* _EXERCISE REQUIREMENTS_:
Output the listing lines as a Markdown table with the columns Row and Listing line, starting at the line that contains "wheel as a single marker per instance." and ending at the line that contains "point(120, 310)". Number each row and skip any blank lines.

-- START EXERCISE INPUTS --

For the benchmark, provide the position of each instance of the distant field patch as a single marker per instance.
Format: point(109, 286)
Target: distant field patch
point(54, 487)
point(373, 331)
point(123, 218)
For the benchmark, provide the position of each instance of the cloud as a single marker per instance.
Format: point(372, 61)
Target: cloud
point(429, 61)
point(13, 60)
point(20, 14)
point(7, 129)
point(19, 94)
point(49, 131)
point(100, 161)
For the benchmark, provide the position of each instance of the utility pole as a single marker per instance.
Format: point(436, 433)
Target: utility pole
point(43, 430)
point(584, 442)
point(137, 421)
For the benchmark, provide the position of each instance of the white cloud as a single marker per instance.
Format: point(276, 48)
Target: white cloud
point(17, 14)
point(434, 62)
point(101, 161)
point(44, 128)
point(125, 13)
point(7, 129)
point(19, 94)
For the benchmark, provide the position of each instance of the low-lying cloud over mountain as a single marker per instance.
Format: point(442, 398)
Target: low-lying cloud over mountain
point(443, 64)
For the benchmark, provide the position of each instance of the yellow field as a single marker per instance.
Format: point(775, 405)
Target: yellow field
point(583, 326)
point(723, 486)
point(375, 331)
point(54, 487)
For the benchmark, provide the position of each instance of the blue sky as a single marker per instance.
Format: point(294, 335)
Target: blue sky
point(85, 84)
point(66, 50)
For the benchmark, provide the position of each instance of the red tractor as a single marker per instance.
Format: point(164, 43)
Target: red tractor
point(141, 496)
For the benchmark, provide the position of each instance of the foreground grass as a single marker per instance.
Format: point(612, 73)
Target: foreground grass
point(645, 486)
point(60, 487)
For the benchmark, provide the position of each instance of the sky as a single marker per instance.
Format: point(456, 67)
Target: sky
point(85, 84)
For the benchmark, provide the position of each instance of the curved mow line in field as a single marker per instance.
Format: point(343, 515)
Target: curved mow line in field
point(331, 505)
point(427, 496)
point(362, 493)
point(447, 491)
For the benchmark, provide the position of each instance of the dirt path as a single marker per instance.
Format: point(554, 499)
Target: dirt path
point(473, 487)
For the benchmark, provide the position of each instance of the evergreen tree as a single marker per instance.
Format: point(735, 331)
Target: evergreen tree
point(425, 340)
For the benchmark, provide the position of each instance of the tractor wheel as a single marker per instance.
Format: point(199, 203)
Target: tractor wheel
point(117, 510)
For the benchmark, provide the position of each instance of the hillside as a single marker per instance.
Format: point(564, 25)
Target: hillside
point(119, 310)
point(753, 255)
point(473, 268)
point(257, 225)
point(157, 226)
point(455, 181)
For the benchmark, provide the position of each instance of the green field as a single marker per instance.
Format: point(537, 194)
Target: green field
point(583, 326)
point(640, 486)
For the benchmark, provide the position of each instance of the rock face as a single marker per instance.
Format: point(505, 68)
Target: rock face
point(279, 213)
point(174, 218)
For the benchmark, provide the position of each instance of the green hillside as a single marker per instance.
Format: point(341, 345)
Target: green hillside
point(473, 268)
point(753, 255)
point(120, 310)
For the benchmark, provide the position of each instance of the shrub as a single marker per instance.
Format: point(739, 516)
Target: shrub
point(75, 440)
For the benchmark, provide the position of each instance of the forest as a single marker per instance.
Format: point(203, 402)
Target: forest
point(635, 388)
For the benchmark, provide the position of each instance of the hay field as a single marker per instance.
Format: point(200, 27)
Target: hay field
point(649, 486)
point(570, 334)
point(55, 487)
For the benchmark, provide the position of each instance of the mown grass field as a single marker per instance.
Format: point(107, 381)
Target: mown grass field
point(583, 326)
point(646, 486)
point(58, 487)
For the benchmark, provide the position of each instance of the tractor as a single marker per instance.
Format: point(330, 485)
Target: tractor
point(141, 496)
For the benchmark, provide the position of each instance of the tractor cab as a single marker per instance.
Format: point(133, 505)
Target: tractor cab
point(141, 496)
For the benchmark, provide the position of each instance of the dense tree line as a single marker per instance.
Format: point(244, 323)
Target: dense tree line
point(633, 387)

-- END EXERCISE INPUTS --

* _SOLUTION FOR THIS EXERCISE_:
| Row | Listing line |
|---|---|
| 1 | For the benchmark, provide the position of each instance of the tractor wheel as a single marker per instance. |
| 2 | Format: point(199, 203) |
| 3 | Target: tractor wheel |
| 4 | point(117, 510) |
| 5 | For the benchmark, provide the position of each instance of the hillside as a single marker per instance. |
| 6 | Format: point(564, 25) |
| 7 | Target: hillside |
| 8 | point(119, 310) |
| 9 | point(753, 255) |
| 10 | point(473, 268) |
| 11 | point(257, 225) |
| 12 | point(157, 226) |
| 13 | point(455, 181) |
| 14 | For the benchmark, provide the position of each instance of the green field as a single marker per instance. |
| 15 | Format: point(537, 194) |
| 16 | Target: green field |
| 17 | point(583, 326) |
| 18 | point(640, 486) |
| 19 | For the benchmark, provide the position of each instance of the rock face as a single marker per instance. |
| 20 | Format: point(505, 68) |
| 21 | Target: rock face |
| 22 | point(279, 213) |
| 23 | point(174, 218) |
| 24 | For the benchmark, provide the position of each instance of the green hillside as a single marker per instance. |
| 25 | Format: point(341, 345) |
| 26 | Target: green hillside |
| 27 | point(473, 268) |
| 28 | point(753, 255) |
| 29 | point(120, 310) |